Source passage |
%%

Github user aarondav commented on a diff in the pull request:
https://github.com/apache/spark/pull/3740#discussion_r22092697
--- Diff: core/src/main/scala/org/apache/spark/rdd/RDD.scala ---
@@ -1174,6 +1174,14 @@ abstract class RDD[T: ClassTag](
* Save this RDD as a text file, using string representations of
elements.
*/
def saveAsTextFile(path: String) {
+ // https://issues.apache.org/jira/browse/SPARK-2075
+ // NullWritable is a Comparable rather than Comparable[NullWritable]
in Hadoop 1.+,
+ // so the compiler cannot find an implicit Ordering for it. It will
generate different
+ // anonymous classes for `saveAsTextFile` in Hadoop 1.+ and Hadoop
2.+. Therefore, here we
+ // provide an Ordering for NullWritable so that the compiler will
generate same codes.

%%

Information supplied |
%%

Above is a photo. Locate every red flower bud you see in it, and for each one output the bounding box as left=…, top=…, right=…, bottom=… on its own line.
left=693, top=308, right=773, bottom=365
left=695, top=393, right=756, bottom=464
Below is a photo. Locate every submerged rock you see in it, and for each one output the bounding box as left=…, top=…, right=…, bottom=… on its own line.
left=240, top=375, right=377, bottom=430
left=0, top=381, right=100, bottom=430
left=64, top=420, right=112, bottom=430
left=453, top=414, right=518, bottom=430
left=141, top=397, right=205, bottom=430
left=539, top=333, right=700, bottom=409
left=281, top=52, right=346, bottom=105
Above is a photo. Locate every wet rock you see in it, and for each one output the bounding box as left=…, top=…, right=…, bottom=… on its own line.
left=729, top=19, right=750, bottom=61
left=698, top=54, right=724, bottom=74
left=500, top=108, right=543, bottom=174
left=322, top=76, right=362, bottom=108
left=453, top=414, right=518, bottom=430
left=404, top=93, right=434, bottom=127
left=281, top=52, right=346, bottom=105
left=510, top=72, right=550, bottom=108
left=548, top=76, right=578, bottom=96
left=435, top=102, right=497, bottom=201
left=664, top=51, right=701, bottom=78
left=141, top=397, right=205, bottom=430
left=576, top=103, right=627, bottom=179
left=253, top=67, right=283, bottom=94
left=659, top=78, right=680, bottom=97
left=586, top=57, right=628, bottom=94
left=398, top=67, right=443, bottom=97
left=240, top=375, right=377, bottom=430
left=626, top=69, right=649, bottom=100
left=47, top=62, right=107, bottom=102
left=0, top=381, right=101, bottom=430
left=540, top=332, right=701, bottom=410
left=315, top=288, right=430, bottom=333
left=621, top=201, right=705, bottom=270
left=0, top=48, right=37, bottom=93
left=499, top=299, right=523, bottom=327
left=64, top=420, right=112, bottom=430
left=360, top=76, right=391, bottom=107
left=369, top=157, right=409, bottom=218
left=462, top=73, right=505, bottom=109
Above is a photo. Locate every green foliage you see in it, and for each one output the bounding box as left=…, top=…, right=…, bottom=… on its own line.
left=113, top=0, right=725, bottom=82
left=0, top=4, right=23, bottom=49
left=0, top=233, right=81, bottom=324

%%

Requirement |
Continue the Spark code review diff on saveAsTextFile from its last line above.

Response |
+ implicit val nullWritableOrdering = new Ordering[NullWritable] {
+ override def compare(x: NullWritable, y: NullWritable): Int = 0
+ }
this.map(x => (NullWritable.get(), new Text(x.toString)))
.saveAsHadoopFile[TextOutputFormat[NullWritable, Text]](path)
--- End diff --
Is the problem here is that while compiling Hadoop 2, the compiler chooses
to specify the Ordering on the implicit rddToPairRDDFunctions, while in Hadoop
1 it instead uses the default method (`return null`) to invoke the implicit?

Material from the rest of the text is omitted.